[DATA SUPPLIED Boundary: Start]
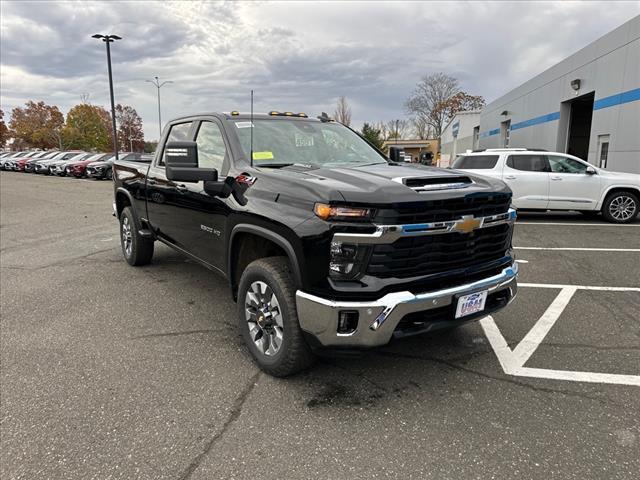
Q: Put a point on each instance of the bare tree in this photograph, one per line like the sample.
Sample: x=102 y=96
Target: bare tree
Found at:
x=343 y=111
x=397 y=128
x=421 y=129
x=430 y=93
[DATA SUPPLIED Boundary: End]
ABOUT THIS EXERCISE: Return the records exactly as they stand, and drop every picture.

FINISHED TASK:
Q: Put a point on each instance of the bare tree in this photograph, one per line like the sample.
Sample: x=102 y=96
Target: bare tree
Found at:
x=343 y=111
x=397 y=128
x=421 y=129
x=430 y=93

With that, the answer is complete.